## CHALLENGE
Transcribe each record exactly. Include every one.

## TASK INPUT
____

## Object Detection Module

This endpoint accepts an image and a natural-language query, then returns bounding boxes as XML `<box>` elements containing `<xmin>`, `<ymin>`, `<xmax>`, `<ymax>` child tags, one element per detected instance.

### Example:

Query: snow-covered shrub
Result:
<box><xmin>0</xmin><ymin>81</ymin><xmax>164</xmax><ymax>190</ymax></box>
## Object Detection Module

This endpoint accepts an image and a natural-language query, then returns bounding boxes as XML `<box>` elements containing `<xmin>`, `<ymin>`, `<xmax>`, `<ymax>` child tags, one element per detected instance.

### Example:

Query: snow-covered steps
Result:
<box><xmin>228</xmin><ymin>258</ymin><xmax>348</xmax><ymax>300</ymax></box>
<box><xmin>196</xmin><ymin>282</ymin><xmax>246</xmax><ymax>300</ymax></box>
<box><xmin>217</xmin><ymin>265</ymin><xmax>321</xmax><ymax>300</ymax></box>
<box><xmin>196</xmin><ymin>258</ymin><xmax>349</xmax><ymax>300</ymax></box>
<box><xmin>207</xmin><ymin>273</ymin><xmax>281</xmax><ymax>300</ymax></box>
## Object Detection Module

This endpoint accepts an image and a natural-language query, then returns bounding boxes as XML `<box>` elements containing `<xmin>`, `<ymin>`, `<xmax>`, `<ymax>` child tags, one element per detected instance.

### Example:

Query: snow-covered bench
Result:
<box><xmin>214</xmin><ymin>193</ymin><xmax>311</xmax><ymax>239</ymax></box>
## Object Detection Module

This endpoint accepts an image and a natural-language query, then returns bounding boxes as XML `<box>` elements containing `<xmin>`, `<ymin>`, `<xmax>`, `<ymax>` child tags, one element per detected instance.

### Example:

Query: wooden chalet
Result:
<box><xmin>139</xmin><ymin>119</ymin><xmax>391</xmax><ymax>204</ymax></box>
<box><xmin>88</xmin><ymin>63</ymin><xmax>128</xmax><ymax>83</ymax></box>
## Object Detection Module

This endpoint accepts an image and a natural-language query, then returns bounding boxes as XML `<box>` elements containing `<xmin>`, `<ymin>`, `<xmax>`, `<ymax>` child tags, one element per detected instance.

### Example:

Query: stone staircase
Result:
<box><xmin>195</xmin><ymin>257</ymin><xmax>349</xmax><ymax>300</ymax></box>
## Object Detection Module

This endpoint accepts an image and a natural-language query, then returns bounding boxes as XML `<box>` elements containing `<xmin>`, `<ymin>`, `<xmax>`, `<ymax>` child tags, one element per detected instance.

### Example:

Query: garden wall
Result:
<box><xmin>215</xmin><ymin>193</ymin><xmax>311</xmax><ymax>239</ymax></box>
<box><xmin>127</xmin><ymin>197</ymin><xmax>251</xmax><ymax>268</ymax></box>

____

## THE RESPONSE
## Object Detection Module

This endpoint accepts an image and a natural-language query, then returns bounding boxes as XML `<box>` elements containing `<xmin>`, `<ymin>`, `<xmax>`, `<ymax>` child tags, one element per detected instance.

### Example:

Query: snow-covered shrub
Result:
<box><xmin>0</xmin><ymin>81</ymin><xmax>164</xmax><ymax>190</ymax></box>
## Object Detection Module

This endpoint accepts an image and a natural-language query, then returns bounding boxes as XML `<box>` elements containing `<xmin>`, `<ymin>`, `<xmax>`, `<ymax>` child tags, one element per detected instance.

### Example:

Query: snow-covered steps
Result:
<box><xmin>228</xmin><ymin>258</ymin><xmax>348</xmax><ymax>300</ymax></box>
<box><xmin>196</xmin><ymin>282</ymin><xmax>246</xmax><ymax>300</ymax></box>
<box><xmin>217</xmin><ymin>265</ymin><xmax>321</xmax><ymax>300</ymax></box>
<box><xmin>196</xmin><ymin>258</ymin><xmax>349</xmax><ymax>300</ymax></box>
<box><xmin>207</xmin><ymin>273</ymin><xmax>281</xmax><ymax>300</ymax></box>
## Object Detection Module

This endpoint accepts an image and a natural-language query, then returns bounding boxes as XML `<box>` elements containing `<xmin>`, `<ymin>`, `<xmax>`, `<ymax>` child tags, one element per detected instance.

### Example:

Query: snow-covered bench
Result:
<box><xmin>214</xmin><ymin>193</ymin><xmax>311</xmax><ymax>239</ymax></box>
## Object Detection Module

This endpoint accepts an image and a natural-language query, then returns bounding boxes as XML `<box>` elements containing `<xmin>`, `<ymin>`, `<xmax>`, `<ymax>` child tags, one element per detected instance.

### Example:

Query: wooden chalet
Result:
<box><xmin>139</xmin><ymin>119</ymin><xmax>391</xmax><ymax>204</ymax></box>
<box><xmin>88</xmin><ymin>63</ymin><xmax>128</xmax><ymax>83</ymax></box>
## Object Detection Module

This endpoint accepts an image and a natural-language query, then returns bounding boxes as XML `<box>` elements containing `<xmin>`, `<ymin>`, `<xmax>`, `<ymax>` child tags, one element per detected instance.

### Example:

Query: stone staircase
Result:
<box><xmin>195</xmin><ymin>257</ymin><xmax>349</xmax><ymax>300</ymax></box>
## Object Detection Module

This endpoint accepts an image and a natural-language query, then returns bounding boxes as XML `<box>` elements containing `<xmin>`, `<ymin>`, `<xmax>`, `<ymax>` child tags, one element per detected instance.

### Example:

Query: garden wall
Result:
<box><xmin>215</xmin><ymin>193</ymin><xmax>311</xmax><ymax>239</ymax></box>
<box><xmin>127</xmin><ymin>197</ymin><xmax>251</xmax><ymax>268</ymax></box>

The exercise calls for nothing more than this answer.